## What the task requires
Set out every line of the records below as a numbered list, skipping any blank lines.

(Excerpts of pointing data)
— BEGIN —

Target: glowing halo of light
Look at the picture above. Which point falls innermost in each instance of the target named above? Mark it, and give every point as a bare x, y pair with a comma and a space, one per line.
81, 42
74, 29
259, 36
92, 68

— END —

## Solution
1. Target: glowing halo of light
2. Look at the picture above. Which point falls innermost in each instance of the target named above? Mark it, and give every point as a bare x, y pair with a comma and a space, one per line.
3. 81, 42
4. 74, 29
5. 259, 36
6. 92, 68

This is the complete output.